EXERCISE DETAILS
The line containing "the blue sky." opens the span to copy, and the last line of the records below closes it. Write out that span exactly.

RECORDS FOR THIS EXERCISE
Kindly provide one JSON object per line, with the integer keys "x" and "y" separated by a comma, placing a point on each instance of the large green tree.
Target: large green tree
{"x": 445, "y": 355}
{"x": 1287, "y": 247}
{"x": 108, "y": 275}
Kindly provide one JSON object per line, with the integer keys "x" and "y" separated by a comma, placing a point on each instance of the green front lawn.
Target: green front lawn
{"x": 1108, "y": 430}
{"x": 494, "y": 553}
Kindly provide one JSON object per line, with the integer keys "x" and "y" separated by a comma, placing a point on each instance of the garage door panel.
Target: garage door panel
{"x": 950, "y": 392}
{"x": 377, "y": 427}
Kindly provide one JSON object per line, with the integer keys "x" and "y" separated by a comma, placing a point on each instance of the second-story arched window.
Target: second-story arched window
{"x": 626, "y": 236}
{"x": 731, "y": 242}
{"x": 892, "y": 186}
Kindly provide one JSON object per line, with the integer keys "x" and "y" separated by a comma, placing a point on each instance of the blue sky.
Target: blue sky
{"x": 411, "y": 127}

EXERCISE RESPONSE
Kindly provide one JSON object per line, with the integer keys "x" and "y" separated by a comma, placing a point on each instance of the blue sky.
Target: blue sky
{"x": 411, "y": 127}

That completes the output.